YOUR GOAL:
Copy the records word for word, beginning with the line that contains "Where in this photo can the boulder" and continuing through the end of the records, and leave out any pictures.

MATERIAL FOR THIS TASK:
::::

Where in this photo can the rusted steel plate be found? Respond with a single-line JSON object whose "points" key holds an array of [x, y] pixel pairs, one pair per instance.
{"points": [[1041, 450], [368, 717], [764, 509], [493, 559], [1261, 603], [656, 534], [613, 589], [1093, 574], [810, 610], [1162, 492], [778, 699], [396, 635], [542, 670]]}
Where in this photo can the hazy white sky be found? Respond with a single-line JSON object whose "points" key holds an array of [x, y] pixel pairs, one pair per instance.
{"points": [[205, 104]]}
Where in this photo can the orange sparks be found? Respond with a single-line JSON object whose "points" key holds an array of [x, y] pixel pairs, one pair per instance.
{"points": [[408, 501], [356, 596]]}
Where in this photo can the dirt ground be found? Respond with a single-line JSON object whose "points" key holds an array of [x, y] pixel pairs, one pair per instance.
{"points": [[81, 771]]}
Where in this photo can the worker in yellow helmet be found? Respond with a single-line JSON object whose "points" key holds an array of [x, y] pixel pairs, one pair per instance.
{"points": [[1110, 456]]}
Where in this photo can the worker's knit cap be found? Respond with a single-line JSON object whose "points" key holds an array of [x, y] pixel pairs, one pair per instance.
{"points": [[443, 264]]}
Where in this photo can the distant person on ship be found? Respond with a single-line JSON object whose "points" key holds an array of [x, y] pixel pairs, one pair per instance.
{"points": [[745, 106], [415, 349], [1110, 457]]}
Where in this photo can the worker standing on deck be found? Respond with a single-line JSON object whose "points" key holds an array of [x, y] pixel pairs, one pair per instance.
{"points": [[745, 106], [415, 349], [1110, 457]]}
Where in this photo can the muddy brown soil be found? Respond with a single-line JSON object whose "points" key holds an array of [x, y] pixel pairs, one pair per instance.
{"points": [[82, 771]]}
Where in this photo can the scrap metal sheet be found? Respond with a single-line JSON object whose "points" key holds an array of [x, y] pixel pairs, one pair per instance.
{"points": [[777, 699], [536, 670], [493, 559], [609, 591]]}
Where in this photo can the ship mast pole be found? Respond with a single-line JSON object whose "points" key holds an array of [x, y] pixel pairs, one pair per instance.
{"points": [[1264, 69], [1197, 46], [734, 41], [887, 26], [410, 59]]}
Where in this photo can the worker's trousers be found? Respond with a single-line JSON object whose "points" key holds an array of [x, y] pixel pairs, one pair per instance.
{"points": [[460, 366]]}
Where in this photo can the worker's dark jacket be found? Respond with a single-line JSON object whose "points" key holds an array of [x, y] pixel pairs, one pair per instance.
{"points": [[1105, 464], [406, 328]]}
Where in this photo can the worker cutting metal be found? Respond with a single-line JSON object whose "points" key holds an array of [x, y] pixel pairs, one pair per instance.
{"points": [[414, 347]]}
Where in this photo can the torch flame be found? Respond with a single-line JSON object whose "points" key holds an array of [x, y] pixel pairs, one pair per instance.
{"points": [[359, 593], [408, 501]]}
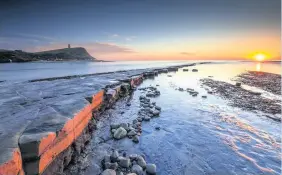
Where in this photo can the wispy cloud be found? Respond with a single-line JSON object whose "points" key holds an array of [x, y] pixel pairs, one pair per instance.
{"points": [[186, 53], [96, 48]]}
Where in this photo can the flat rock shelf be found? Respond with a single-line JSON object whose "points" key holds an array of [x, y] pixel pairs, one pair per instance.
{"points": [[44, 123]]}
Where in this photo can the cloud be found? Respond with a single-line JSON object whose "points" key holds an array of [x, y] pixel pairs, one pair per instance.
{"points": [[186, 53], [96, 48], [130, 38]]}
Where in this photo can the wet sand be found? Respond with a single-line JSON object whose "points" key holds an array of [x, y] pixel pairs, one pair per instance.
{"points": [[198, 134]]}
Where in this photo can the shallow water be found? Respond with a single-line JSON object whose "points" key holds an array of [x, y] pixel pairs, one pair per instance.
{"points": [[197, 136], [36, 70]]}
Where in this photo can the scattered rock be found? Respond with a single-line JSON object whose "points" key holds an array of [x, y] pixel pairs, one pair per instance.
{"points": [[141, 162], [114, 156], [238, 84], [112, 166], [137, 169], [109, 172], [132, 133], [151, 169], [157, 128], [124, 162], [120, 133], [115, 126], [135, 139]]}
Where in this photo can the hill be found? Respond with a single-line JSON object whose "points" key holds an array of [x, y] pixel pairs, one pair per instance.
{"points": [[66, 54]]}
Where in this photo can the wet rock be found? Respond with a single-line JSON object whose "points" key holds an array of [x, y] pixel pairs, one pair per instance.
{"points": [[156, 112], [115, 126], [157, 128], [147, 118], [133, 157], [158, 108], [114, 156], [119, 173], [124, 162], [135, 139], [151, 169], [137, 169], [120, 133], [132, 133], [124, 125], [238, 84], [109, 172], [180, 89], [107, 158], [141, 162], [112, 166]]}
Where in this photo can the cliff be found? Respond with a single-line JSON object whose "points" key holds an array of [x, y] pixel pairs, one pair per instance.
{"points": [[66, 54]]}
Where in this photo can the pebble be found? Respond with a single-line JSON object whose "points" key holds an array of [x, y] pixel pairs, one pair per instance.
{"points": [[120, 133], [109, 172], [135, 139], [137, 169], [132, 133], [112, 166], [114, 156], [124, 162], [151, 169], [141, 162]]}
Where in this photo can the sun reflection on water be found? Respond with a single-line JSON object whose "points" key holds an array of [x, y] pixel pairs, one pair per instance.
{"points": [[258, 67]]}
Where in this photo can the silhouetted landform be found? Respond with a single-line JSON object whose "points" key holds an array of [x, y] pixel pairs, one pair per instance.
{"points": [[65, 54]]}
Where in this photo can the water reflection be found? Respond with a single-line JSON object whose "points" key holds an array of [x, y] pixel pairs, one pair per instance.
{"points": [[258, 67]]}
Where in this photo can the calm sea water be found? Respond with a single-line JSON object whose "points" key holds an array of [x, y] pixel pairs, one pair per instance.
{"points": [[35, 70]]}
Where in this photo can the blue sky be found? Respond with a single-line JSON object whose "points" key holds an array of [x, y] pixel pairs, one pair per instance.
{"points": [[147, 29]]}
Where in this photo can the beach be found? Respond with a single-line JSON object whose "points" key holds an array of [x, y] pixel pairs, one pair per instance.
{"points": [[192, 119]]}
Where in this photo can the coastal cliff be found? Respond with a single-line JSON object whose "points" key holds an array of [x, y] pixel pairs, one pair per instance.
{"points": [[65, 54]]}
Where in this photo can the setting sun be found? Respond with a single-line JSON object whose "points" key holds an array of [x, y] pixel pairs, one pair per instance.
{"points": [[260, 57]]}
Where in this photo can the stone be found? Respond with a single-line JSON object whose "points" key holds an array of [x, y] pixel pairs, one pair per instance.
{"points": [[147, 118], [114, 156], [109, 172], [115, 126], [124, 162], [135, 121], [119, 173], [120, 133], [124, 125], [132, 133], [112, 166], [238, 84], [137, 169], [158, 108], [135, 139], [156, 112], [141, 162], [133, 157], [107, 158], [151, 168]]}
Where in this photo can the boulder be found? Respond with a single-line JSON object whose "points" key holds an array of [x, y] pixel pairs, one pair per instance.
{"points": [[109, 172], [137, 169], [124, 162], [151, 168]]}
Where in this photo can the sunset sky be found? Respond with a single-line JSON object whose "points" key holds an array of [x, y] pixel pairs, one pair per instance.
{"points": [[145, 29]]}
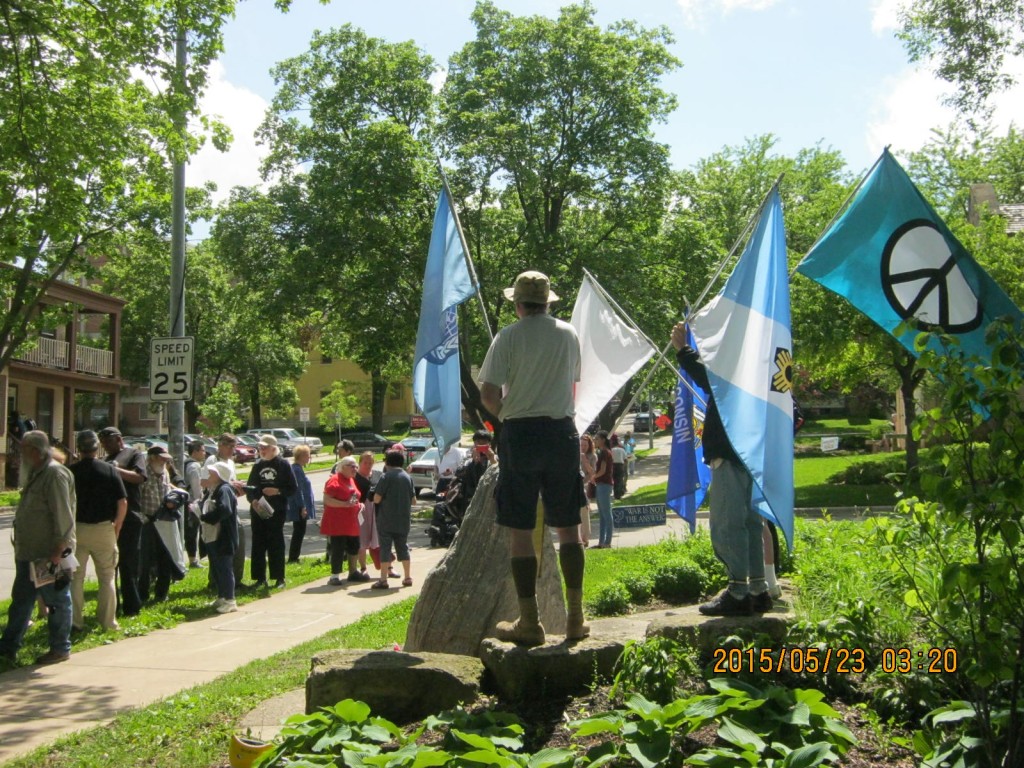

::::

ANSWER TO THE PROBLEM:
Where in this photo can the boulder be found? Respond with a single-line JSON object whose "points" key holds an array of [x, y] pixel pairs, one pair per instance.
{"points": [[109, 172], [137, 169], [124, 162], [151, 168]]}
Where in this photo can the sunset sky be found? Respond with a single-line JSON object whose "points" key holds an array of [x, y] pixel pairs, one pair per instance.
{"points": [[145, 29]]}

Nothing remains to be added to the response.